▶ YOUR OBJECTIVE
The expected result is an exact restatement of the data, free of pictures.

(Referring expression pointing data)
────────

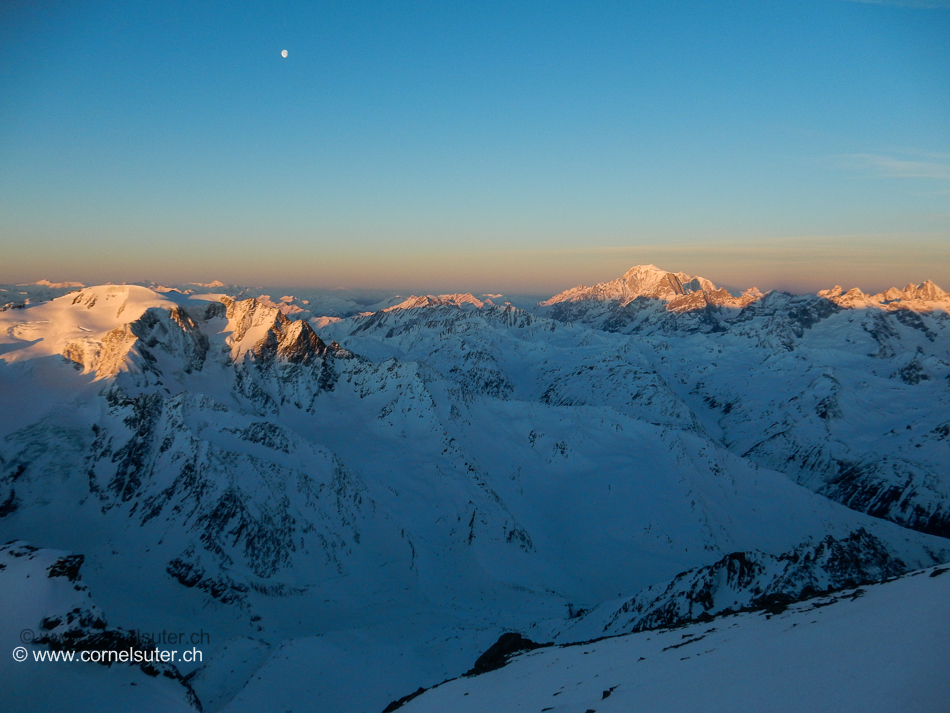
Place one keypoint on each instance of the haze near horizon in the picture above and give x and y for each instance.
(484, 148)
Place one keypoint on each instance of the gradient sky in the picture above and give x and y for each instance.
(510, 146)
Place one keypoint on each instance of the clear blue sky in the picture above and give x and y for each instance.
(509, 146)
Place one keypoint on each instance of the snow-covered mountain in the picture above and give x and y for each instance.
(380, 498)
(877, 648)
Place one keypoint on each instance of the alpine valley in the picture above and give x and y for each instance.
(348, 498)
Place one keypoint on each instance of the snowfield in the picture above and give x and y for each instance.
(879, 648)
(355, 497)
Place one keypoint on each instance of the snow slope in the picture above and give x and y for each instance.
(880, 648)
(379, 501)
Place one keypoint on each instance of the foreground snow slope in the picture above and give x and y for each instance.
(882, 648)
(379, 512)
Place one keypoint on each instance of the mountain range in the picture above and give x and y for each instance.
(354, 496)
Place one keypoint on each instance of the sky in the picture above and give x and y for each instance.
(519, 146)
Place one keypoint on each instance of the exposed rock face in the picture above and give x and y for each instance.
(66, 618)
(743, 580)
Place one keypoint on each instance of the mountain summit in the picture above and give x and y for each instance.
(638, 281)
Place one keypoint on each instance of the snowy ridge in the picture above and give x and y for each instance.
(830, 659)
(409, 483)
(748, 580)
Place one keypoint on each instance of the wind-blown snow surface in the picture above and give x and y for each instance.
(882, 648)
(351, 522)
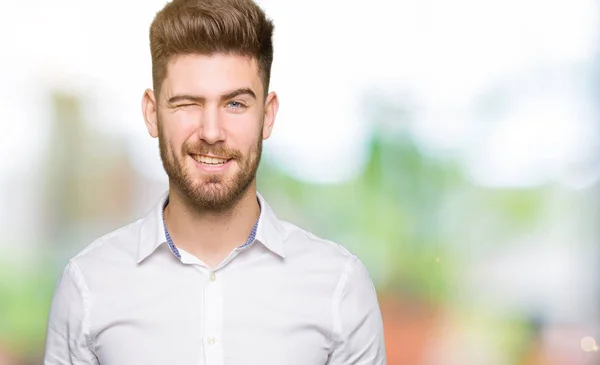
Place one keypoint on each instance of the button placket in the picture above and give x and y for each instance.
(213, 320)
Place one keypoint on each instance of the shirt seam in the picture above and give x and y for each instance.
(337, 298)
(86, 299)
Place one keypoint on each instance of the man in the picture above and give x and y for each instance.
(211, 276)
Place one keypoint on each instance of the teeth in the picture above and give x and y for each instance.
(209, 160)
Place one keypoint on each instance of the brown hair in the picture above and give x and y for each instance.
(210, 26)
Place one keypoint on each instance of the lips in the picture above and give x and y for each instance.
(210, 160)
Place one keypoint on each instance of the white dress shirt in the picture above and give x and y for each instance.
(287, 298)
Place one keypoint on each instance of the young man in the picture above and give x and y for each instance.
(211, 276)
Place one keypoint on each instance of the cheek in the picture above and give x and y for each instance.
(175, 133)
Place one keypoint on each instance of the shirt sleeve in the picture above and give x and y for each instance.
(66, 335)
(357, 320)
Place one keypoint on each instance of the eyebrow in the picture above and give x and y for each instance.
(200, 99)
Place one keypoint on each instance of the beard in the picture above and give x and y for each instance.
(213, 192)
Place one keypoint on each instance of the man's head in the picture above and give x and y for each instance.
(210, 108)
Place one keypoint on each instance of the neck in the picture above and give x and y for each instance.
(210, 235)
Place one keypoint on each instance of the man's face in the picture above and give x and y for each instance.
(211, 117)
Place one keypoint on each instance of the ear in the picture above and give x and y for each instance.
(271, 108)
(150, 112)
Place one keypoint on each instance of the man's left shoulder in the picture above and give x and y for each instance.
(300, 242)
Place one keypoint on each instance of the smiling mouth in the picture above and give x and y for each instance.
(210, 160)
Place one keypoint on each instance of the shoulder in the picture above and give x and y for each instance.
(117, 246)
(301, 244)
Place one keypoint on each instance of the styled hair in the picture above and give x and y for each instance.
(206, 27)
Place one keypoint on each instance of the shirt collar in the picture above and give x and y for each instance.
(152, 234)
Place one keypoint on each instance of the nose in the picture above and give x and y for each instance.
(211, 128)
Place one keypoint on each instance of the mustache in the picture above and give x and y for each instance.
(203, 148)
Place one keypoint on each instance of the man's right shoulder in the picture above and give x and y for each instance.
(117, 246)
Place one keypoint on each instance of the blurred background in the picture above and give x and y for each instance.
(454, 146)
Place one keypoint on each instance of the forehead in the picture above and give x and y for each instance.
(211, 75)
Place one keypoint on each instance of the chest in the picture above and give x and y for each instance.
(217, 320)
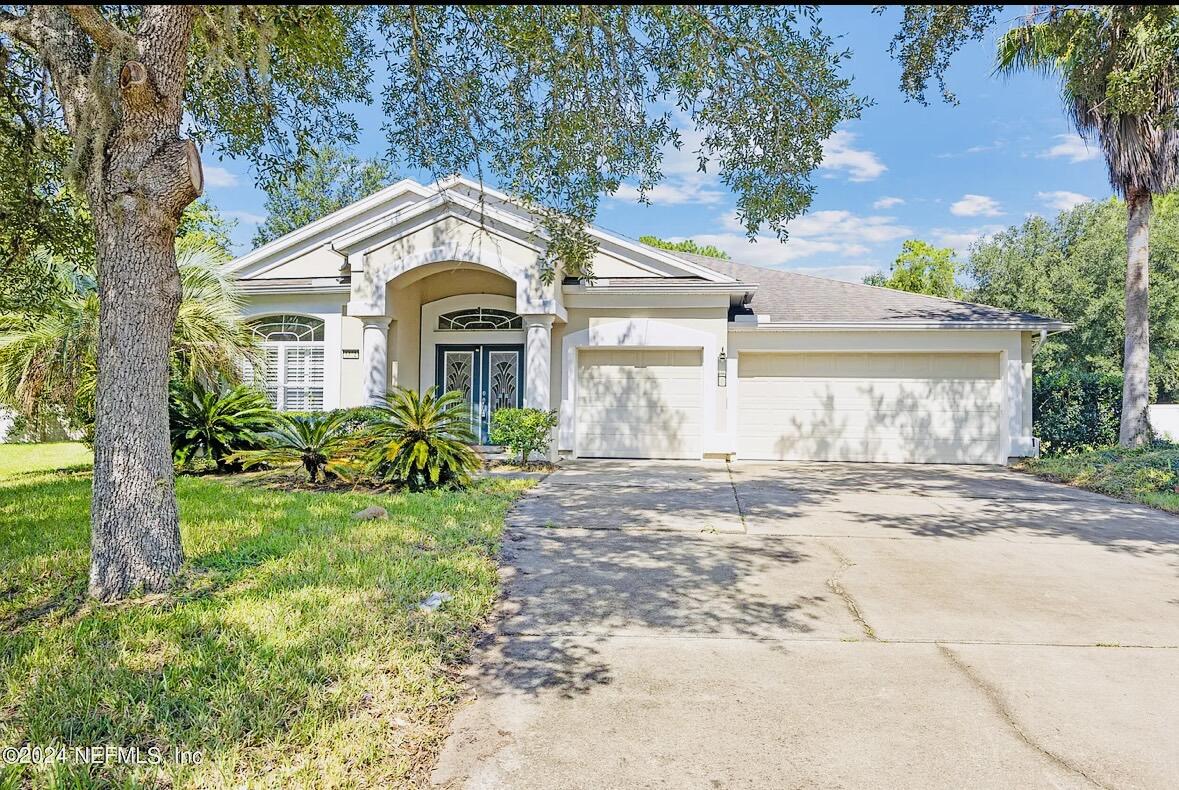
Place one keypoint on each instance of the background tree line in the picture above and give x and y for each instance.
(1073, 268)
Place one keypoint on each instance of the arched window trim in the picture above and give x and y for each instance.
(294, 361)
(289, 328)
(480, 320)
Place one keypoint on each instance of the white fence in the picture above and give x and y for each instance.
(1165, 420)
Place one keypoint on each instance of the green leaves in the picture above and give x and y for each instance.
(1073, 268)
(328, 179)
(524, 430)
(216, 422)
(686, 245)
(320, 441)
(561, 104)
(422, 439)
(1075, 412)
(922, 268)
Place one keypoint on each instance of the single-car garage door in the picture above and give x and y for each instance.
(639, 403)
(923, 408)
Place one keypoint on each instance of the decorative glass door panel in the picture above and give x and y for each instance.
(491, 377)
(458, 374)
(502, 380)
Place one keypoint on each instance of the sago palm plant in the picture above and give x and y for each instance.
(321, 442)
(422, 440)
(1119, 74)
(215, 422)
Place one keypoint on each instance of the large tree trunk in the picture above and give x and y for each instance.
(149, 175)
(134, 528)
(1137, 366)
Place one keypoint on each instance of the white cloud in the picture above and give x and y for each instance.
(838, 153)
(247, 217)
(961, 241)
(217, 176)
(1062, 199)
(850, 272)
(1073, 146)
(674, 191)
(976, 205)
(835, 235)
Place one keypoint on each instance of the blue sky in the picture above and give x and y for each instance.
(948, 175)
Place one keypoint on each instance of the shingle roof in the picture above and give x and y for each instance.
(791, 297)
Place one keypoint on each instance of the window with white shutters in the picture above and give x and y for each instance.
(292, 359)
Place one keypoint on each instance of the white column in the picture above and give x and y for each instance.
(375, 357)
(537, 356)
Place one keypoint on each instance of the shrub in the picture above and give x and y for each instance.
(422, 440)
(524, 430)
(356, 417)
(216, 422)
(1074, 410)
(320, 441)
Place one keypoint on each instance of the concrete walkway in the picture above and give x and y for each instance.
(690, 625)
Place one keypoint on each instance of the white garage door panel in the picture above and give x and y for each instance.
(870, 407)
(636, 403)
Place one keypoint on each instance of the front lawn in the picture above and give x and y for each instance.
(292, 652)
(1148, 475)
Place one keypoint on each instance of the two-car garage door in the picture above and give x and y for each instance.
(930, 408)
(897, 407)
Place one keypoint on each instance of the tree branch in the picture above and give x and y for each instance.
(17, 26)
(99, 28)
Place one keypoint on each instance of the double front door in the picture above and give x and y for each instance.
(489, 377)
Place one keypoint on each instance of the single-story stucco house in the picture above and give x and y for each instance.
(662, 355)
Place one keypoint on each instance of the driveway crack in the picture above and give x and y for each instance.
(996, 700)
(835, 585)
(732, 484)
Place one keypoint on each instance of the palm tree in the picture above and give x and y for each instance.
(216, 421)
(48, 362)
(422, 440)
(321, 442)
(1119, 73)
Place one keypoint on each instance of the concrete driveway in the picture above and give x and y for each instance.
(825, 625)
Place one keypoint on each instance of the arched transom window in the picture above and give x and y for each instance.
(479, 320)
(292, 373)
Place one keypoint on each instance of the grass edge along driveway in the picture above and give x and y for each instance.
(290, 653)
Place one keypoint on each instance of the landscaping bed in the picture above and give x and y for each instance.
(1148, 475)
(291, 651)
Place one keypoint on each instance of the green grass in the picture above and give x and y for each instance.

────────

▶ EXERCISE RESULT
Place one keypoint on each instance of the haze near horizon in the picture above and give x and y for each instance.
(484, 148)
Place one keypoint on each instance of the gradient sky in the picture above and give x and y for each instance.
(510, 146)
Place one keypoint on each instance of the clear blue sky in the picture above and give x and y for each instance.
(509, 146)
Place one keypoint on each instance of the snow-covered mountain in the picture above and give x and y for each instance.
(380, 498)
(877, 648)
Place one keypoint on each instance of the alpine valley in the picture above and give x and y for each instance.
(348, 498)
Place one keypoint on each instance of the snowfield in the picture above and give x and y for each instance.
(879, 648)
(355, 497)
Place one keypoint on each instance of the snow slope in the picture above and give x and y for each instance.
(880, 648)
(379, 501)
Place one keypoint on each instance of the foreground snow slope in the picture above and give x and y for each instance.
(882, 648)
(379, 512)
Place one keypoint on each instance of the mountain range in the picture above and give x and y for each instance.
(354, 496)
Place one keypoint on each instance of the sky in the picture above and give x and y for each instance.
(519, 146)
Place one keypoint on each instance of the exposed rock face in the picture above and give x and y for each instance.
(66, 618)
(743, 580)
Place one keypoint on each instance of the mountain summit in the picture above and give x and y for each instance.
(638, 281)
Place one keypoint on each instance of the snowy ridge in the picture above and give x and y for each instance.
(830, 659)
(409, 483)
(748, 580)
Place one keypoint on each instance of the wind-blown snow surface in the picture above and give x and y for each instance.
(882, 648)
(351, 522)
Place one keypoint on each instance of the button placket in the picture above and give x and y for each instance.
(213, 320)
Place one keypoint on each instance of the shirt seam in the picture above and give x and y for each instance.
(337, 298)
(86, 299)
Place one keypoint on each instance of the man in the picture above and give x and y for each instance.
(211, 276)
Place one keypoint on each instance of the teeth in the picture above and give x and y for each instance.
(209, 160)
Place one keypoint on each instance of the brown hair in the picture above and give x and y for each instance.
(210, 26)
Place one keypoint on each instance of the lips in the picture above and give x and y for each instance.
(210, 160)
Place one keypoint on each instance of the white dress shirt in the picture above and give x and y for each instance.
(287, 298)
Place one keypoint on each instance of the young man in the picture above and give x and y for each instance.
(211, 276)
Place one keypoint on each instance of the cheek in the picture above and give x and y for each instance.
(175, 133)
Place one keypoint on each instance of the shirt sleeve in the picture above and give x and y for each instance.
(66, 335)
(357, 320)
Place one keypoint on each instance of the eyebrow in the picture above and give x and y for each instance.
(200, 99)
Place one keypoint on each instance of the beard in the picture above and give x and y for each instance.
(213, 192)
Place one keypoint on each instance of the man's head in the picture above and give x and y for each instance.
(210, 108)
Place one keypoint on each instance of the neck in the picture above and give x and y for each instance.
(210, 235)
Place one keypoint on each instance of the man's face in the picture above and give x and y for each instance.
(211, 117)
Place one keypoint on each instance of the ear in the picture above and give x and y for each instance.
(271, 108)
(150, 112)
Place one keypoint on each instance of the man's left shoulder in the picture above and give x and y for each instance.
(300, 242)
Place one keypoint on each instance of the smiling mouth in the picture above and give x and y for each instance.
(210, 160)
Place one keypoint on each instance of the shoulder in the picture above and give x and y for each instance.
(117, 246)
(301, 244)
Place one keypoint on each instance of the styled hair in the picture above and give x and y for each instance.
(206, 27)
Place one keypoint on each instance of the shirt collar in the picture above and give x and y for each instance.
(152, 234)
Place one keypoint on each instance of the nose in the picture above and give x and y for each instance.
(211, 128)
Place one keypoint on each instance of the mustache in the picture above and give x and y for each instance.
(203, 148)
Place one keypoint on each instance of the man's right shoulder in the picture above and give x and y for each instance.
(117, 246)
Place one keypoint on each instance of the blurred background in the picture above and give x and y for each instance.
(454, 146)
Place one keypoint on each instance of the forehead in the picture above and give x and y for each instance.
(211, 75)
Place one keypoint on each instance of the chest in the picture above and give x and y for each instance.
(217, 320)
Place one keypoint on each instance of the background tree line in the picture above and give x and y for each instance.
(1073, 268)
Place one keypoint on each instance of the arched window trim in the picture above and give x and y for each instance.
(294, 361)
(289, 328)
(480, 320)
Place one keypoint on each instance of the white fence in the picture above and give x and y for each instance.
(1165, 420)
Place one keypoint on each instance of the green leaves in the picture above and give x and y for each instance.
(1073, 268)
(328, 179)
(524, 430)
(216, 422)
(686, 245)
(320, 441)
(561, 104)
(422, 439)
(1075, 412)
(922, 268)
Place one keypoint on each instance of the single-car garage door in the picture above and give x and y for each instance.
(639, 403)
(923, 408)
Place one keypoint on each instance of the decorative glass door panel in the picture above and give x and y for each instance.
(491, 377)
(458, 374)
(502, 380)
Place one keypoint on each instance of the sago palm plant in the picture above and give x and y for each instance.
(321, 442)
(422, 440)
(1119, 74)
(215, 422)
Place one keypoint on each instance of the large tree trunk in the picture above and give x and y for each instance.
(149, 175)
(134, 528)
(1137, 366)
Place one keypoint on each instance of the white cloud in the picture above and give x and y for each instance.
(838, 153)
(247, 217)
(961, 241)
(217, 176)
(1062, 199)
(850, 272)
(1073, 146)
(674, 191)
(976, 205)
(835, 235)
Place one keypoint on each instance of the blue sky in the picture above and give x and y for each instance.
(948, 175)
Place one keypoint on each instance of the shingle roof in the picture above and give x and y for each instance.
(791, 297)
Place one keypoint on each instance of the window with white shutters in the picture above and give x and y for each instance.
(292, 359)
Place one keypoint on each instance of the white column in the picture above and give x and y for each instance.
(375, 357)
(537, 356)
Place one keypoint on each instance of the shrub in the picture above and give x and y for each instance.
(422, 440)
(524, 430)
(356, 417)
(216, 422)
(1074, 410)
(320, 441)
Place one keypoint on each instance of the concrete walkway in the picture above and give x and y for each instance.
(690, 625)
Place one keypoint on each instance of the white garage door panel in the picture above and give x and y for each instance.
(870, 407)
(636, 403)
Place one keypoint on each instance of the front lawn in the picture above and give x and y for each instance.
(292, 652)
(1148, 475)
Place one keypoint on each instance of the two-car garage door in the picture above and give x and y for each instance.
(930, 408)
(897, 407)
Place one keypoint on each instance of the tree branch in the picture above and give x and y for each instance.
(17, 26)
(99, 28)
Place one keypoint on each instance of the double front door in the picture above and give x and y for each instance.
(489, 377)
Place one keypoint on each instance of the single-story stucco house in the picture above and give x and y for each instance.
(662, 355)
Place one keypoint on each instance of the driveway crack in the picture above and give x and y for each instance.
(996, 700)
(835, 585)
(732, 484)
Place one keypoint on each instance of the palm tree in the picture above and give x and y for each instance.
(216, 421)
(48, 362)
(422, 440)
(321, 442)
(1119, 73)
Place one keypoint on each instance of the concrete driveway in the picture above and give x and y for each instance.
(825, 625)
Place one keypoint on each instance of the arched transom window in the picture above and give x and y for each instance.
(479, 320)
(292, 373)
Place one keypoint on each instance of the grass edge along driveway in the picture above and give x and y for each instance.
(290, 653)
Place one keypoint on each instance of the landscaping bed in the picture above and give x and y for each instance.
(1148, 475)
(291, 651)
Place one keypoint on each instance of the green grass in the picture above and give x and y for each instance.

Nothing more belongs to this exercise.